::: TEXT EXCERPT :::
Database development

T

Tom Anderson

Thats what additional indexes are for. For example, to support the
following example you'd want indexes on doc.keyword and folder.name,
since they'll probably be used often for data selection and sorting.
We'll assume that the DB designer was sensible and put indexes on both
table's prime keys. Your example requirement could be satisfied with a
single query, which would involve a prime key join and use the additional
indexes to select the rows to be included in the dataset. Something like
this:

SELECT required fields
from folder f, document d
where f.key = d.folderkey
and d.keyword = 'FOO'
and f.name = 'Reports';

Any decent RDBMS should be able to optimise that type of query and would
return just the required result set.

I suspect documents may have more than one keyword, in which case your
query might look like:

SELECT required fields
from folder f, document d
where f.key = d.folderkey
and d.keyword LIKE '%FOO%' -- if keywords are packed space-separated into one column (bad idea)
::: STORED DATA :::
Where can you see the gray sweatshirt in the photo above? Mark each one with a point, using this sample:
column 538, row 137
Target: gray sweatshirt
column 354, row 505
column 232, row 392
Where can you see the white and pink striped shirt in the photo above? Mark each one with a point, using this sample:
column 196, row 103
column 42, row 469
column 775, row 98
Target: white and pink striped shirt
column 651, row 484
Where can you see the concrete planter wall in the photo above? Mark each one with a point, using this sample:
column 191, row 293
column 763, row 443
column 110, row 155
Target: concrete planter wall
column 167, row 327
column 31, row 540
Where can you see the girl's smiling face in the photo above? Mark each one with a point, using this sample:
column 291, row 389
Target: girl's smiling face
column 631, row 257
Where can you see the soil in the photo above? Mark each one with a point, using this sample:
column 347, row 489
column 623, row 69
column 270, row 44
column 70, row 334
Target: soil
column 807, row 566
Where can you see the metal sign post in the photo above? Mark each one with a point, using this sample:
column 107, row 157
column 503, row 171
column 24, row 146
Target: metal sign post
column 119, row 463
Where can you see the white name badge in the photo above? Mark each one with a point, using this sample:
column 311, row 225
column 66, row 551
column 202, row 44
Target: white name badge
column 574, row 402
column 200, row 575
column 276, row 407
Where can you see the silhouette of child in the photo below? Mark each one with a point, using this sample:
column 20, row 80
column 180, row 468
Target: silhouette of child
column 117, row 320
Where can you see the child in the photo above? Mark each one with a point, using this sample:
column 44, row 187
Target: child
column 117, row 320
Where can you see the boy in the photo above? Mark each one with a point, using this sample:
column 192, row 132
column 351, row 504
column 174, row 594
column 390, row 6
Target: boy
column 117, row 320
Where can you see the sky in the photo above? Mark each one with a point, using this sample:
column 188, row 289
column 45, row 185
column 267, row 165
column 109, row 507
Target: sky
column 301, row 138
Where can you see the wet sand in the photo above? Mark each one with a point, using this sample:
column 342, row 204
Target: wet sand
:::
▶ GIVEN PROBLEM
Write the next part of the forum post on database indexes, starting right after its last line.

▶ EXPECTED OUTPUT
and f.name = 'Reports';

Or:

SELECT required fields
from folder f, document d, keyword k
where f.key = d.folderkey and d.key = k.documentkey
and k.word = 'FOO' -- if keyword is a relation (documentkey, word)
and f.name = 'Reports';

Or even:

SELECT required fields
from folder f, document d, document_keywords dk, keyword k
where f.key = d.folderkey and d.key = dk.documentkey and dk.keywordkey = k.key
and k.word = 'FOO' -- if keywords are first-class and there is a join table (fully normalised but overcomplicated)
and f.name = 'Reports';
Why would you need to do that? A correctly written query will only
return the data you need, present it in the order you want and not slow
database updates down by requiring additional reference tables which
must be maintained.

I think the OP is saying he would have to navigate in that way if he was
using ORM rather than SQL. That still isn't true, though, because in JPA
you have JP-QL, which is more or less isomorphic to SQL, and in fact
simpler, because the mapping of relationships to properties makes joins
easier to express:

select doc from Document doc
where
'FOO' in doc.keywords
and doc.folder.name = 'Reports'

(i think)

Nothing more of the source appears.